[Point annotations for photos]
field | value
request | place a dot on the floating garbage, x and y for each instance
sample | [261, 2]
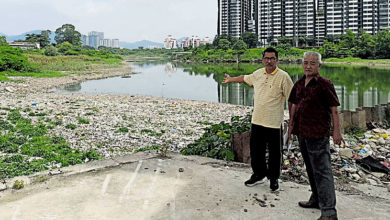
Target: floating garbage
[373, 165]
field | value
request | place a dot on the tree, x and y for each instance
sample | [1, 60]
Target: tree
[43, 39]
[251, 39]
[67, 33]
[3, 41]
[51, 51]
[382, 44]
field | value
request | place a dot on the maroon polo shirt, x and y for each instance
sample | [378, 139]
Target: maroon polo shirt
[312, 116]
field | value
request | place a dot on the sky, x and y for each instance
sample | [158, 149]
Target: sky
[126, 20]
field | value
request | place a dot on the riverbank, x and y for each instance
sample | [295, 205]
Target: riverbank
[149, 121]
[115, 125]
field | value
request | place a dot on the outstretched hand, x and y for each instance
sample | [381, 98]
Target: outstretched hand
[337, 138]
[227, 79]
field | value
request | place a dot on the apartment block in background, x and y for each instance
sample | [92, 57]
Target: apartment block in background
[170, 42]
[236, 17]
[313, 20]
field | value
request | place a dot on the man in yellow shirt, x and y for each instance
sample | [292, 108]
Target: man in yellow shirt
[272, 87]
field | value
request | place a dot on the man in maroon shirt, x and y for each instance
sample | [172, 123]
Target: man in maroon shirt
[314, 102]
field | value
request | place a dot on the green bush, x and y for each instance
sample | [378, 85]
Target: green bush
[215, 142]
[13, 59]
[51, 51]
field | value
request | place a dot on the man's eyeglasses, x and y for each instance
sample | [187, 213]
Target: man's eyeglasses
[269, 58]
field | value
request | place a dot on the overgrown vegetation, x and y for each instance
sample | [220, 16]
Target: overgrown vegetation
[27, 148]
[215, 142]
[354, 130]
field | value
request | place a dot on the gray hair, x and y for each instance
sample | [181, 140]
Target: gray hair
[312, 53]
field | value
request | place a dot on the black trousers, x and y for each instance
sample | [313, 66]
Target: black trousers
[261, 138]
[316, 154]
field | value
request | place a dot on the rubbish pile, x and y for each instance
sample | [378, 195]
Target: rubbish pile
[364, 159]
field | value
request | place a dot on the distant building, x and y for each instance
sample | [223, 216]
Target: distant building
[310, 21]
[236, 17]
[115, 43]
[24, 45]
[170, 42]
[84, 40]
[205, 41]
[95, 38]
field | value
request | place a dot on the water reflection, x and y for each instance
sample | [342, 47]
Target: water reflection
[356, 86]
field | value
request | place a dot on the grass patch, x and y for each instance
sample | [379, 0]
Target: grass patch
[83, 120]
[354, 130]
[73, 64]
[122, 130]
[27, 148]
[215, 142]
[148, 148]
[42, 74]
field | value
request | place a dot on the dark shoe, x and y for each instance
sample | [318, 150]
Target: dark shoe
[254, 180]
[308, 204]
[274, 185]
[332, 217]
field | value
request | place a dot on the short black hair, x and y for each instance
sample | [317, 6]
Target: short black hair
[271, 50]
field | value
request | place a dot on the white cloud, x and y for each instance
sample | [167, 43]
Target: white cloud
[128, 20]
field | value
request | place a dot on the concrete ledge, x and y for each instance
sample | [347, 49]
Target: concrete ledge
[91, 166]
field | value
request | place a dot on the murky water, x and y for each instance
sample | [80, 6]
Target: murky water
[356, 86]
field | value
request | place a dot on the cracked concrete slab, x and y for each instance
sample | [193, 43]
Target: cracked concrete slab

DO THIS: Retype each entry precisely. Skip images entirely.

FINISHED EXERCISE:
field | value
request | place a dot on the floating garbage, x and y for each instance
sample | [261, 2]
Target: floating garbage
[373, 165]
field | value
request | place a dot on the tree, x and y for each instance
sample | [1, 60]
Target: tree
[43, 39]
[251, 39]
[67, 33]
[3, 41]
[51, 51]
[382, 44]
field | value
request | place a dot on the maroon polo shirt, x and y for each instance
sample | [378, 139]
Target: maroon polo shirt
[312, 116]
field | value
request | place a dot on the sky, x and y for each instance
sample | [158, 149]
Target: sky
[126, 20]
field | value
request | place a dot on the riverbank, x and y for each instance
sample | [295, 205]
Target: riverbank
[149, 121]
[115, 125]
field | value
request | place a dot on the outstretched hand, x and y for each instance
sample | [381, 98]
Target: outstretched hand
[337, 138]
[227, 79]
field | value
request | place a dot on the apartment block in background, x and y for each instance
sample | [92, 57]
Target: apartment block in background
[170, 42]
[236, 17]
[313, 20]
field | value
request | place a dot on the man in yellow shirt, x and y for each instance
sample | [292, 108]
Target: man in yellow shirt
[272, 87]
field | value
request | place a dot on the man in maroon shirt, x and y for each instance
sample | [172, 123]
Target: man in maroon shirt
[314, 102]
field | value
request | place a dot on the green bush, x and y for each instance
sample | [378, 85]
Target: green bush
[215, 142]
[13, 59]
[51, 51]
field | value
request | place a dot on the man's eyeglasses, x and y for each instance
sample | [187, 213]
Target: man's eyeglasses
[269, 58]
field | value
request | place a dot on the overgrown vegetation, x and y for each instance
sample | [220, 16]
Target: overgrown vegetation
[27, 148]
[215, 142]
[354, 130]
field | value
request | place a dot on the gray hair, x and y for each instance
sample | [181, 140]
Target: gray hair
[312, 53]
field | value
request | place a dot on the black trousers, x and y for each instance
sample | [313, 66]
Target: black trousers
[261, 138]
[316, 154]
field | value
request | place a dot on the rubbish pile, x and y for each instance
sample | [378, 195]
Target: rubbish pile
[364, 159]
field | value
request | place a dot on the distant building, x and y for each instance
sample | [223, 216]
Target: distant building
[310, 21]
[236, 17]
[115, 43]
[24, 45]
[170, 42]
[84, 40]
[205, 41]
[95, 38]
field | value
request | place a dot on the water reflection, x and y for each instance
sample | [342, 47]
Target: water reflection
[356, 86]
field | value
request | place a dot on the grass patch, x and y for each instance
sample | [379, 0]
Target: grass patch
[83, 120]
[354, 130]
[73, 64]
[122, 130]
[27, 148]
[215, 142]
[148, 148]
[42, 74]
field | value
request | place a dot on the dark shoe, x and y for each instance
sample | [318, 150]
Target: dark shoe
[254, 180]
[308, 204]
[274, 185]
[332, 217]
field | value
request | place a dot on the short black hair, x and y for each instance
sample | [317, 6]
Target: short black hair
[271, 50]
field | value
request | place a dot on the white cloud, x and y for each instance
sample | [167, 43]
Target: white cloud
[128, 20]
field | value
request | place a dot on the concrete ledge, x and y for each instance
sample | [347, 49]
Target: concrete ledge
[91, 166]
field | value
request | place a dot on the murky water, x and y for each instance
sample | [80, 6]
Target: murky water
[356, 86]
field | value
request | place a dot on the cracked concrete slab, x and y for each instance
sample | [193, 43]
Target: cracked concrete slab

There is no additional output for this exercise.